Tarefas do exercício:
A: Responda às perguntas abaixo com base no trecho sobre os desafios da gestão escolar:
(i) Quantos desafios foram apresentados na dimensão gestão de pessoas?
(ii) Com que se preocupa o único desafio apresentado na dimensão gestão financeira?
(iii) Por quantas escolas foi citado o segundo desafio mais presente, e que percentual do conjunto ele representa?
B: Prossiga o trecho sobre os desafios da gestão escolar, começando logo após a última frase apresentada.

Trecho do texto:
▬▬▬▬▬▬▬▬▬▬

Gráfico 2 – Os desafios da gestão pedagógica na perspectiva dos gestores
Fonte: Dados de pesquisa (2016).

A dimensão de gestão democrática teve desafios apresentados por 25 escolas. Estes foram posicionados em dois grupos. O primeiro, referente à participação efetiva da comunidade e melhoria das relações escola-comunidade, com 96% do total, o segundo, voltado para o fortalecimento do conselho escolar e da corresponsabilização de todos pela tomada de decisões na escola, este com apenas 4%, conforme ilustrados no Gráfico 3.

Gráfico 3 – Os desafios da gestão democrática na perspectiva dos gestores
Fonte: Dados de pesquisa (2016).

Um total de 5 escolas apresentaram desafios relacionados à gestão de resultados, todos voltados para a elevação de seus indicadores de sucesso.

Na dimensão gestão de pessoas foram apresentados 6 desafios. Destes, 3 referem-se à comunicação e outros 3 situam-se no campo da gestão de conflitos e de melhoria do clima escolar, representando 50% cada um, conforme apresentado no Gráfico 4.

Gráfico 4 – Os desafios da gestão de pessoas na perspectiva dos gestores
Fonte: Dados de pesquisa (2016).

Os desafios relativos à gestão de materiais e patrimônio foram apresentados por 3 escolas, todos apontando para a necessidade de conscientização da comunidade no que concerne à conservação dos materiais, do patrimônio e da melhoria das condições físicas.

Na dimensão gestão financeira foi apresentado apenas um desafio, o qual aponta para a preocupação com a otimização dos recursos financeiros da escola.

Num esforço por maior agrupamento, classificando os desafios pela frequência em que aparecem independente das dimensões em que podem ser situados, nessas escolas situa-se em primeiro lugar a preocupação com a gestão democrática. Dentro desta encontraram-se demandas por uma maior aproximação entre escola e família, a participação mais efetiva da comunidade e do conselho escolar e a responsabilização dos sujeitos envolvidos pelas decisões tomadas. Esteve presente em 25 escolas, totalizando 35% do total.

O segundo desafio mais presente situa-se no âmbito da gestão pedagógica. Representa a preocupação dos gestores bem como suas dificuldades vivenciadas junto aos docentes, no que se refere aos processos de planejamento didático, de ensino e de formação continuada, dentre outros. Foi citado por 18 escolas, representando 26% do conjunto.

O terceiro desafio que essas escolas enfrentam também se situa no campo da gestão pedagógica. Agora a preocupação é com os discentes e as dificuldades encontradas no que se refere à sua motivação, participação, autoestima, disciplina, dentre outros. Aqui se percebe uma intenção e dificuldade em conscientizá-los de suas potencialidades. 8 escolas apresentaram essa demanda, correspondendo a 11%.

O próximo desafio mais citado pode ser enquadrado no campo da gestão de resultados, mais especificamente no que se refere a uma preocupação dessas escolas com as estratégias a serem adotadas para a elevação de seus indicadores de sucesso escolar, através dos diversos mecanismos de avaliação externa, em larga escala, a que são submetidas pelas esferas municipal, estadual e federal. Esteve presente em 7 escolas, correspondendo a 10% do total.

▬▬▬▬▬▬▬▬▬▬

Dados fornecidos:
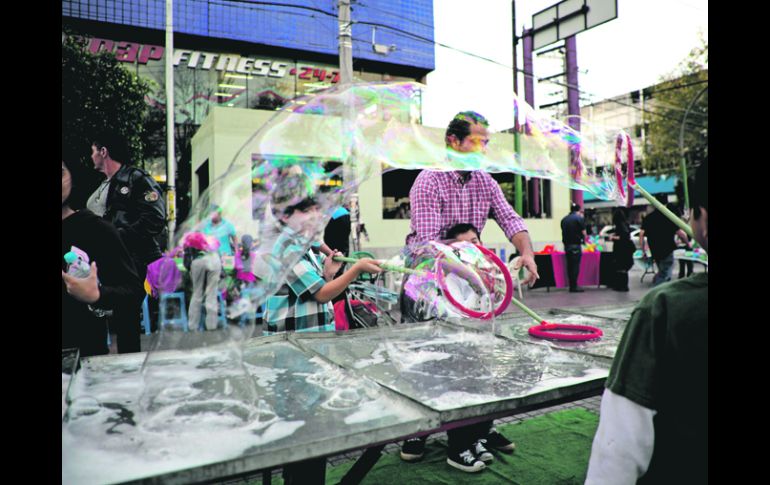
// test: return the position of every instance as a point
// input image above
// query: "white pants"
(204, 272)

▬▬▬▬▬▬▬▬▬▬

Respostas escritas:
A:
(i) Seis desafios.
(ii) Com a otimização dos recursos financeiros da escola.
(iii) Por 18 escolas, o que representa 26% do conjunto.

B:
Outros 8 desafios ainda foram citados, mas em menor frequência: são estes: elevação da autoestima dos docentes (4%); comunicação (4%); clima escolar (4%); manutenção do patrimônio (4%); e otimização do uso dos recursos financeiros da escola (1%). Esses dados estão ilustrados no Gráfico 5.

Gráfico 5 – Os desafios da gestão de pessoas na perspectiva dos gestores
Fonte: Dados de pesquisa (2016).

Os dados apresentados demonstram que a preocupação da maioria dos gestores concentra-se na elevação da aprendizagem dos alunos mas, também, os remete a inquietações no que diz respeito ao envolvimento, participação e responsabilização de todos os sujeitos pelos rumos da instituição. Esse resultado é animador, tendo em vista que o foco da educação é o sucesso do aluno, e para tanto, a participação de toda a comunidade escolar é um dos instrumentos que reforça esse objetivo.

CONSIDERAÇÕES FINAIS

A sociedade atual promove uma série de mudanças no cotidiano escolar, nas relações aluno-aluno, professor-aluno, escola-comunidade, na perspectiva da inclusão e do respeito aos direitos humanos. Tais transformações trazem inúmeros desafios que são impetrados ao próprio exercício da gestão escolar. O desempenho eficiente da função requer uma preparação diferenciada aos membros do núcleo gestor.

Reconhecer a existência de uma “escola de todos e para todos”, atender a um público diversificado, trabalhar coletiva e democraticamente são demandas para as quais a escola ainda não está completamente preparada. 

A gestão escolar, como esfera micro do contexto educacional (VIEIRA, 2008) objetiva garantir o direito à educação de qualidade, assegurando a promoção do ensino e aprendizagem e contribuindo para o pleno desenvolvimento da pessoa. Essa garantia se traduz no maior desafio enfrentado pelos gestores. 

Pôde-se depreender a partir dos resultados desta pesquisa que os aspectos relacionados ao ensino propriamente dito, como os planejamentos didáticos, a formação continuada do professor, a avaliação de aprendizagem do aluno, o tempo escolar, dentre outros, são as dificuldades mais recorrentes nas escolas. São problemas voltados para a potencialização do planejamento docente e avaliação de aprendizagem do aluno. 57% dos desafios registraram essa preocupação pedagógica dos gestores.

Todavia, além disso, apresenta-se também como um fator preocupante, a nova configuração de administração, a gestão democrática, com um total de 25% dos desafios mencionados. Nesta nova formatação, o diretor não detém o poder de decisão, mas é assessorado por um núcleo gestor, e o mesmo por um conselho escolar representativo de diversos segmentos que compõem a comunidade escolar. Esse novo formato pressupõe o gerenciamento de conflitos através do consenso, de modo que todos os participantes são envolvidos e responsabilizados na tomada de decisões.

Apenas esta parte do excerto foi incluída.